_PASSAGE FOR REVIEW:_
◆ ◆ ◆
A Salvadoran court began a mass trial of 486 alleged MS-13 gang members on Monday, prosecuting them collectively for more than 47,000 crimes committed between 2012 and 2022, including 29,000 homicides.
The defendants face charges spanning homicide, femicide, extortion, arms trafficking and enforced disappearances. Prosecutors say the group includes national leadership, street-level commanders and founding members of Mara Salvatrucha, one of Central America's most powerful criminal organizations.
The trial represents one of the largest mass prosecutions under President Nayib Bukele's four-year state of emergency, which has detained more than 91,000 suspected gang members since March 2022. The Guardian reports that 413 defendants are being held at the Terrorism Confinement Center, a maximum-security prison that has become a symbol of Bukele's zero-tolerance approach.
The charges and evidence
Attorney General Rodolfo Delgado said the prosecution has "compelling evidence" to seek maximum penalties against the defendants. The charges include a weekend in March 2022 when 87 people were killed, marking El Salvador's bloodiest period since its civil war.
"For years, this structure has operated systematically, causing fear and mourning among Salvadoran families."
Delgado said on social media. The prosecution has presented autopsies, ballistic analyses and witness testimony as evidence.
MS-13 faces an additional charge of rebellion for allegedly seeking to "establish a parallel state," according to the Attorney General's Office. CBS News reports that Bukele has accused the gangs of murdering 200,000 people, including 80,000 who disappeared without a trace.
Individual defendants could receive up to 245 years in prison if convicted on multiple charges. The trial includes 73 alleged gang members being prosecuted in absentia.
Due process concerns mount
Human rights organizations have sharply criticized the mass trial format, arguing it violates fundamental legal protections. The Inter-American Commission on Human Rights called Tuesday for an end to the emergency powers, saying they suspend rights to legal defense and extend detention timelines from 72 hours to 15 days.
◆ ◆ ◆
_DATA EXTRACTS:_

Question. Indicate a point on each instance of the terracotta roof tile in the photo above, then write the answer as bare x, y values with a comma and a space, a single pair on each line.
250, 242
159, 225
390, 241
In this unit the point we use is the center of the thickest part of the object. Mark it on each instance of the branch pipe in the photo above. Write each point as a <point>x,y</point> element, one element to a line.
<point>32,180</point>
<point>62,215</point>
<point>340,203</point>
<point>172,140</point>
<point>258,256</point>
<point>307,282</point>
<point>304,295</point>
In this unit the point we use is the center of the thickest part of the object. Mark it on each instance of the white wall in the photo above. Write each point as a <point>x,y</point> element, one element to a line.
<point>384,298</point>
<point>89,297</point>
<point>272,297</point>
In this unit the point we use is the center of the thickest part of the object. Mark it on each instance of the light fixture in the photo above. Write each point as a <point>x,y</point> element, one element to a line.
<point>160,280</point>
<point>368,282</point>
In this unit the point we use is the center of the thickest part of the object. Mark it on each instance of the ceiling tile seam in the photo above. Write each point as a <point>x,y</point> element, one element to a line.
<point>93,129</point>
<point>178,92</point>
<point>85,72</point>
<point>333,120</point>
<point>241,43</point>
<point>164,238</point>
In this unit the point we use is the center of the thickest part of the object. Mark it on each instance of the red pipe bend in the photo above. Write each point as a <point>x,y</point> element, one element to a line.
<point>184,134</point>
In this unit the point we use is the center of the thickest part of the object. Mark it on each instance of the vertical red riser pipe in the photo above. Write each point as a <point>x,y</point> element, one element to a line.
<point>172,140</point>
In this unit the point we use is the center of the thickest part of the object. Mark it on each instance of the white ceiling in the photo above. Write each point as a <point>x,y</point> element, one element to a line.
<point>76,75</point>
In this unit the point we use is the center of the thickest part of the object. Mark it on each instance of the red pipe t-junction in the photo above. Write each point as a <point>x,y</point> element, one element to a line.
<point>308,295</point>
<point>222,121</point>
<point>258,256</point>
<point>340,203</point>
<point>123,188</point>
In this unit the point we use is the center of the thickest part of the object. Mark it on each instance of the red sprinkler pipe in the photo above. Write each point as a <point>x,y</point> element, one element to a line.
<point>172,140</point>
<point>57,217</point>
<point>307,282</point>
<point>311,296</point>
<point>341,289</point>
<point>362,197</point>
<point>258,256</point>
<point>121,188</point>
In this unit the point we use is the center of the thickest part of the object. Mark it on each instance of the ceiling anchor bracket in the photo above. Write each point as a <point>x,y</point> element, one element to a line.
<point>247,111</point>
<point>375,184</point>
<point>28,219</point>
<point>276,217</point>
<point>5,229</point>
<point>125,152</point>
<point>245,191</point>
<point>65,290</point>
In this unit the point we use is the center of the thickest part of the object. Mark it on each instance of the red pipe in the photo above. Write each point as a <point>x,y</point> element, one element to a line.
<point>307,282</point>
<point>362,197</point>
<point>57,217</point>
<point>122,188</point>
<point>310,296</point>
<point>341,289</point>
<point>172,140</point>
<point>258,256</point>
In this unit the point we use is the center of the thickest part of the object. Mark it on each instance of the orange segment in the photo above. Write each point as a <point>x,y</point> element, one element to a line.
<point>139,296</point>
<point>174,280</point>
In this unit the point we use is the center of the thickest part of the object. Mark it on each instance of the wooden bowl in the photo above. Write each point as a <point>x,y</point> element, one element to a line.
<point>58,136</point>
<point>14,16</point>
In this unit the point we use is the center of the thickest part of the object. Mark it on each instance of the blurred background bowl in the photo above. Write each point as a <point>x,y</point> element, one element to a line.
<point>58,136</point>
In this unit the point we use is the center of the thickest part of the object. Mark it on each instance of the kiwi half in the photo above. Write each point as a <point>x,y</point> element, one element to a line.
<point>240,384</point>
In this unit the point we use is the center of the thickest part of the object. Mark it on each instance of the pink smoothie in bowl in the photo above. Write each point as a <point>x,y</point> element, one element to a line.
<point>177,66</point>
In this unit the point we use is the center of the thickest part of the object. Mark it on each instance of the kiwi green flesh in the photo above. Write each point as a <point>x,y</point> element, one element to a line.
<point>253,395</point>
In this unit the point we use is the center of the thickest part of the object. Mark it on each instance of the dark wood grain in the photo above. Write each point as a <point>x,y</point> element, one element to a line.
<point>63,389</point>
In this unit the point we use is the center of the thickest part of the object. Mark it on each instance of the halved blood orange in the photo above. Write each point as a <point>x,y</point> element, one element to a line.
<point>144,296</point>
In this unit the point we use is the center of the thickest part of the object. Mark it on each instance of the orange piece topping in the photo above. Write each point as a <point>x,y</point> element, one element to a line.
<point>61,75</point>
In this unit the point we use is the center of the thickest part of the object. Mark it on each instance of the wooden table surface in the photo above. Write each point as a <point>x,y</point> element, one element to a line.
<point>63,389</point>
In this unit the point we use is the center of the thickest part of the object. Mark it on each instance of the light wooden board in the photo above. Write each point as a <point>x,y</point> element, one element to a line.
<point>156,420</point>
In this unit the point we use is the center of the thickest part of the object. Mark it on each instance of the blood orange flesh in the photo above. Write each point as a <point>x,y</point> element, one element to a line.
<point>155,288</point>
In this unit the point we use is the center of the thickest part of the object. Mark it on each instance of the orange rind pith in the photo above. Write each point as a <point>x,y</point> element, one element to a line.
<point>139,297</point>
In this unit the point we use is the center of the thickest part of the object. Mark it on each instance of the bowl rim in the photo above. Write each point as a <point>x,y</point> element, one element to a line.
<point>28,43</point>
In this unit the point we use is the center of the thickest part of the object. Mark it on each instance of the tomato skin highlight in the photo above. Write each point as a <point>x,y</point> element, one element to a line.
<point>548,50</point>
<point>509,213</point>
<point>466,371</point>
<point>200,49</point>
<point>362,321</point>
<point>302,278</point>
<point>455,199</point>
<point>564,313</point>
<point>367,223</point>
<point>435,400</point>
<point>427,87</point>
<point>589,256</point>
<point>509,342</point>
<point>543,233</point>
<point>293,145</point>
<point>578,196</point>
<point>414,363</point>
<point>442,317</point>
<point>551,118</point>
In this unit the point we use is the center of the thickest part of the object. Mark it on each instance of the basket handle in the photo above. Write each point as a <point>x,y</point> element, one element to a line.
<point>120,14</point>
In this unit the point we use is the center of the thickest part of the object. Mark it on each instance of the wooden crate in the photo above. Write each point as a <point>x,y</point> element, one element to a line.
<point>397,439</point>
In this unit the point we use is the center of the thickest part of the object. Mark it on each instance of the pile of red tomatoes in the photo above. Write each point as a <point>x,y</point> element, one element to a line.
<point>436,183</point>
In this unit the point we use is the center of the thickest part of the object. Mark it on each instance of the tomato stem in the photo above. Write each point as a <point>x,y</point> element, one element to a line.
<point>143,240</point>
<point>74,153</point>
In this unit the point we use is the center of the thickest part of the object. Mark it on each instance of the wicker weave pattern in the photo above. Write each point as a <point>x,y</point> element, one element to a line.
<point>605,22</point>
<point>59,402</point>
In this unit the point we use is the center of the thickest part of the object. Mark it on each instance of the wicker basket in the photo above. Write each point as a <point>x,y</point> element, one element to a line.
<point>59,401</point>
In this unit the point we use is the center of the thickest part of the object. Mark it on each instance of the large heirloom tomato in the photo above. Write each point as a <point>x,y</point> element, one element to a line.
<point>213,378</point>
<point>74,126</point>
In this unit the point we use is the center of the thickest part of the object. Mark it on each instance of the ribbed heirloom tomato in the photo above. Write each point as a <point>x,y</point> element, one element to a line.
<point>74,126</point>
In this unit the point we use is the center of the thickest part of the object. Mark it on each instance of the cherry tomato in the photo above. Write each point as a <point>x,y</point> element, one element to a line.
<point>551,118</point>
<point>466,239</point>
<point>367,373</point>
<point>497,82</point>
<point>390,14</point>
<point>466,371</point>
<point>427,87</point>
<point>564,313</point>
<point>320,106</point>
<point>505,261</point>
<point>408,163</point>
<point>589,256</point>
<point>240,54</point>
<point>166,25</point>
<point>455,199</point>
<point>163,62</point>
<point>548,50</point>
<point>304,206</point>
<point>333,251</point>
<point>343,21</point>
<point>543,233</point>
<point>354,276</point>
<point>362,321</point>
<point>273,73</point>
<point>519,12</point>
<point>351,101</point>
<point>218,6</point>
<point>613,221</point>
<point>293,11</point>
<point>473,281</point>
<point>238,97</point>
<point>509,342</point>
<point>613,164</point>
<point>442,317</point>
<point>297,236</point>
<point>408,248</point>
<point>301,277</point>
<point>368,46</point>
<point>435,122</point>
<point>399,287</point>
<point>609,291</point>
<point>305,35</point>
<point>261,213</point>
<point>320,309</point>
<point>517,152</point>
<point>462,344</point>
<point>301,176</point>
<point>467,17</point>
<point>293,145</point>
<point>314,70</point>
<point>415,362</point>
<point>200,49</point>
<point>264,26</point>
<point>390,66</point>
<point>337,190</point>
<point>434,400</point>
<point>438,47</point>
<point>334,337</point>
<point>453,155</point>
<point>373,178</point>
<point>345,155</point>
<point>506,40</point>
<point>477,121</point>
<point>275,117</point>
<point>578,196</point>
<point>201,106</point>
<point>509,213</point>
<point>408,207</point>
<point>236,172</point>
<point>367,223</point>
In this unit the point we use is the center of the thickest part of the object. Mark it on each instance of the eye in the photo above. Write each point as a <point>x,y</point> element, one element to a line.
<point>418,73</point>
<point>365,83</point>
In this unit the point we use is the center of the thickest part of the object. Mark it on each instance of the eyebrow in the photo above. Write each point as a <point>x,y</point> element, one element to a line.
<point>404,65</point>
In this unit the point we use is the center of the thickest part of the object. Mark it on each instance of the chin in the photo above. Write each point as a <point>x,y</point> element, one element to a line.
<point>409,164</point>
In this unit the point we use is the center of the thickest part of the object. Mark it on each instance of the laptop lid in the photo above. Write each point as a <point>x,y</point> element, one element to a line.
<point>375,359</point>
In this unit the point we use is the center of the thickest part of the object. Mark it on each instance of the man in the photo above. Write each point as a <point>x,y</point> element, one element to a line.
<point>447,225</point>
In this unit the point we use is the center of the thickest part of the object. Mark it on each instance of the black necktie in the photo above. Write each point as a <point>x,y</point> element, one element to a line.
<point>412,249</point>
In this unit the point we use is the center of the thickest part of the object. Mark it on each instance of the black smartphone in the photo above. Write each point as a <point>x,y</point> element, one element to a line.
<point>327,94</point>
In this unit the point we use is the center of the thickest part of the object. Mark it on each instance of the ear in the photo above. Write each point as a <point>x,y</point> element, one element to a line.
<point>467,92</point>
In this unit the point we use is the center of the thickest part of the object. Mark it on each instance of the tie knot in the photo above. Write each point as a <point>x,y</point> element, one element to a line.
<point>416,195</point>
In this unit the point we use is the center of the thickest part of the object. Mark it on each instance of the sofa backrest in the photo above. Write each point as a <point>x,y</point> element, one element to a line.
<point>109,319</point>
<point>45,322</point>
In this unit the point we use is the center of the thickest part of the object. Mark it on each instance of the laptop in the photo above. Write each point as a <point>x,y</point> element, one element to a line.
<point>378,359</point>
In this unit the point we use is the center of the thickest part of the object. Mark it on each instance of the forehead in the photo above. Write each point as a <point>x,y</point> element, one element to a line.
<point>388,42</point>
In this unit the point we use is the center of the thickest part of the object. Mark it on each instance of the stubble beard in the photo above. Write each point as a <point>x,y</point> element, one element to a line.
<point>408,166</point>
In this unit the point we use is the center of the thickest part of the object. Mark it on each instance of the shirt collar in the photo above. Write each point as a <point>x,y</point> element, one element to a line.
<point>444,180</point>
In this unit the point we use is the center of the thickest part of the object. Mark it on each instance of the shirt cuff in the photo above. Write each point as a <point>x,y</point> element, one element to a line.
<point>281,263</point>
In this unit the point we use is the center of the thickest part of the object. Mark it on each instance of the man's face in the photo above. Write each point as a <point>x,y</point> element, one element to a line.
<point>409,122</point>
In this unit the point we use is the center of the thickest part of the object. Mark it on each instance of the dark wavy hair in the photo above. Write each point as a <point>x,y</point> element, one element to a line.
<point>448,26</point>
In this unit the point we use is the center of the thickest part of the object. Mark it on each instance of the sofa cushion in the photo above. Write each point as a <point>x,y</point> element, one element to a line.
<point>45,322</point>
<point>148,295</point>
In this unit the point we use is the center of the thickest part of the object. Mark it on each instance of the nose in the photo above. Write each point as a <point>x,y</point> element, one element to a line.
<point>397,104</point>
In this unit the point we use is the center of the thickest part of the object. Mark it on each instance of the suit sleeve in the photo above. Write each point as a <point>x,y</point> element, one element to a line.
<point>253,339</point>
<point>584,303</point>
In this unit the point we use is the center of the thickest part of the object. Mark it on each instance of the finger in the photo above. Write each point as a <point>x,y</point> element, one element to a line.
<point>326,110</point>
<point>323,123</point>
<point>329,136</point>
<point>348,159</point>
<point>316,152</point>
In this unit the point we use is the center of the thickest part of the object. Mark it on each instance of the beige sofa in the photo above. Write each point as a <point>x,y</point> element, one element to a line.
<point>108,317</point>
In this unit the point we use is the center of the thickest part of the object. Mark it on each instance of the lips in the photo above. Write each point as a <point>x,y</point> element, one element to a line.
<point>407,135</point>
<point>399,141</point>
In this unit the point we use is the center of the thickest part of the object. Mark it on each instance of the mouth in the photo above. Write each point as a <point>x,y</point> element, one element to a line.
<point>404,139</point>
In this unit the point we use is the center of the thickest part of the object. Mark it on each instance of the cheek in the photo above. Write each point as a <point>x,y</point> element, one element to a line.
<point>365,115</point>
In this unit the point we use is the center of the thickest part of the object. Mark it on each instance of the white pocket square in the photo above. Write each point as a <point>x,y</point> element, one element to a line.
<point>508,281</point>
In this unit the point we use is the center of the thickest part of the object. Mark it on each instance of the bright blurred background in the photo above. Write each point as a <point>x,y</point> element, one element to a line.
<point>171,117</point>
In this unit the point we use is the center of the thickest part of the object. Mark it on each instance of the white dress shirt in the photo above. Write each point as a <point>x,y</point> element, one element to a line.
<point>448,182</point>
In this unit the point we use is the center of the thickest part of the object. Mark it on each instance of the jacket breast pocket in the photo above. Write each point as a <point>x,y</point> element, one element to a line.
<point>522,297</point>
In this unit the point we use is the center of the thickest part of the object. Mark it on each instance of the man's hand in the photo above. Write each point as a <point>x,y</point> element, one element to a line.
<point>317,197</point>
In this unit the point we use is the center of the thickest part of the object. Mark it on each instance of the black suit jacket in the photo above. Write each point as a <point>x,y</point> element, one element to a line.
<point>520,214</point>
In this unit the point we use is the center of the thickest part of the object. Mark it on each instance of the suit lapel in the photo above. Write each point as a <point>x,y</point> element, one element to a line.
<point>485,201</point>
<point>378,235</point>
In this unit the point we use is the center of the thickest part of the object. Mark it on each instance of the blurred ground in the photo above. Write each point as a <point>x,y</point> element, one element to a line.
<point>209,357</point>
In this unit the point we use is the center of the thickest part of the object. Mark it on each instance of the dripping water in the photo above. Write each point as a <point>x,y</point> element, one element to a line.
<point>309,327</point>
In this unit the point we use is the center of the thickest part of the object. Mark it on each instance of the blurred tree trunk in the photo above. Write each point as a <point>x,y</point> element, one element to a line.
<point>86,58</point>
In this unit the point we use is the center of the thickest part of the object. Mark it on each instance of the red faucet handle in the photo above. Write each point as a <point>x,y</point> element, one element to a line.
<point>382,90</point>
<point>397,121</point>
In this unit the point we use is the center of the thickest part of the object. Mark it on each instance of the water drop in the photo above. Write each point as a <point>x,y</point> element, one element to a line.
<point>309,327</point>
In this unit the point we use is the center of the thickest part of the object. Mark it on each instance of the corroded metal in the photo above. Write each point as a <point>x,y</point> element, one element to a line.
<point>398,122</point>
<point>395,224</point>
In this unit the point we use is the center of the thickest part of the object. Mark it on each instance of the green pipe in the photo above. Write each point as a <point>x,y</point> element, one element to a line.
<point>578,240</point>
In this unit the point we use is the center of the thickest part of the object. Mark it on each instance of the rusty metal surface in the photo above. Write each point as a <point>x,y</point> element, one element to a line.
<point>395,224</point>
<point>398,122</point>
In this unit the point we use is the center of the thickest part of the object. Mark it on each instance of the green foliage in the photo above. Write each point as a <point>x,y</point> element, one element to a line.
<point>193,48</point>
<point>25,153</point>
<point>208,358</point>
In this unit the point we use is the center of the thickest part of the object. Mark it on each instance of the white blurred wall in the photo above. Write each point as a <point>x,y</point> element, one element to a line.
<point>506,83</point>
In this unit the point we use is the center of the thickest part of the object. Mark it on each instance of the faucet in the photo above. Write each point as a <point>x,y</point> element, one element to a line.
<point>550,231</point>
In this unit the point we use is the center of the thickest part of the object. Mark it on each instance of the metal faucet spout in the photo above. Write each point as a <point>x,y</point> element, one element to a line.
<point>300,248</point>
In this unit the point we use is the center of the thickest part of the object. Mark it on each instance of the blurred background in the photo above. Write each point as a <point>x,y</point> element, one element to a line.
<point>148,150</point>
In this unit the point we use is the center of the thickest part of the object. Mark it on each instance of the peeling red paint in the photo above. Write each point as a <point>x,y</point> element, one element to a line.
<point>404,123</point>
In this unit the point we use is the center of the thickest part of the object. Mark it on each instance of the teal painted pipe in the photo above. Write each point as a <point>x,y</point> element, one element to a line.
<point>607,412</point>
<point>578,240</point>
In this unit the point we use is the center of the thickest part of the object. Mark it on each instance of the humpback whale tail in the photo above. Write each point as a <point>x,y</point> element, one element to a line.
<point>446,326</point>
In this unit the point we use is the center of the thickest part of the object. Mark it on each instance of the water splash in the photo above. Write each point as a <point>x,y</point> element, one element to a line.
◆ ◆ ◆
_REQUIRED WORK:_ Reproduce the part of the MS-13 trial article that runs from "The charges and" up to and including "its civil war.".

_ANSWER SECTION:_
The charges and evidence
Attorney General Rodolfo Delgado said the prosecution has "compelling evidence" to seek maximum penalties against the defendants. The charges include a weekend in March 2022 when 87 people were killed, marking El Salvador's bloodiest period since its civil war.